DOCUMENT EXTRACT —

Illinois representatives in Congress responded Wednesday to a Chicago Tribune article ranking the “best” and “worst” representatives based on percentage of missed votes in Congress.
U.S. Rep. Bobby Rush (D-Chicago) had the highest absentee rate, missing 13 percent of votes in the House of Representatives since he took office in 1993. U.S. Rep. Luis Gutierrez (D-Chicago) followed with 12 percent, according to the Jan. 17 article published in the Chicago Tribune.
Rush and Gutierrez were ranked fourth and seventh worst in the House, where the national average for votes missed was much lower at 3.9 percent. Government transparency firm GovTrack.us provided the statistics.
“It’s a very misleading statistical model,” said Renee Ferguson, Rush’s communications director. “You can’t compare someone who has been in Congress for 19 years with the voting records of people who were elected two years ago.”
The graphic, as posted online, did include the date when each of the 19 representatives from Illinois first took office.
Some of the younger representatives, including U.S. Reps. Joe Walsh (R-McHenry), Robert Dold (R-Kenilworth) and Mike Quigley (D-Chicago), maintained attendance records that were better than the national average.
U.S. Rep. Jan Schakowsky (D-Evanston) also beat the national average, only missing 2.1 percent of all votes since she entered office in 1999.
Ferguson said “life happens” after a politician spends nearly two decades in Congress. She suggested Rush had an inflated absence rate because of time spent recovering from cancer and mourning the recent loss of his son.

[Entries from a data source]
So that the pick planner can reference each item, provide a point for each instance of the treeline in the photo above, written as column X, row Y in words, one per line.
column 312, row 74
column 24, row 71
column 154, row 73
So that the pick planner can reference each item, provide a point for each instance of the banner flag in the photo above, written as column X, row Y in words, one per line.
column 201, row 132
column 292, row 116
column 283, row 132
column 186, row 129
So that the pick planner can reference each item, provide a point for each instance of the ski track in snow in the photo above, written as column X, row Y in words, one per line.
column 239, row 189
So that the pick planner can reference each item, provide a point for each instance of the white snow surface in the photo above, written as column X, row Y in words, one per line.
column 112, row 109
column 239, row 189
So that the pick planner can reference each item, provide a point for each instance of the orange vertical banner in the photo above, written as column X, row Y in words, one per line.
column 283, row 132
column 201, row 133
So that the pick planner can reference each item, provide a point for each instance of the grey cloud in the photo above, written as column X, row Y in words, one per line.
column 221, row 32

EXERCISE TASKS —
1. Answer these from the news article on missed votes in Congress:
(a) What percentage of House votes has Bobby Rush missed since taking office?
(b) What was the national average for votes missed in the House?
(c) In what year did Jan Schakowsky enter office?
2. Repeat the part of the news article on missed votes in Congress starting at "Some of the" and ending at "of his son.".
None of the entries is needed for this work.

TASK ANSWERS —
1.
(a) 13 percent
(b) 3.9 percent
(c) 1999

2.
Some of the younger representatives, including U.S. Reps. Joe Walsh (R-McHenry), Robert Dold (R-Kenilworth) and Mike Quigley (D-Chicago), maintained attendance records that were better than the national average.
U.S. Rep. Jan Schakowsky (D-Evanston) also beat the national average, only missing 2.1 percent of all votes since she entered office in 1999.
Ferguson said “life happens” after a politician spends nearly two decades in Congress. She suggested Rush had an inflated absence rate because of time spent recovering from cancer and mourning the recent loss of his son.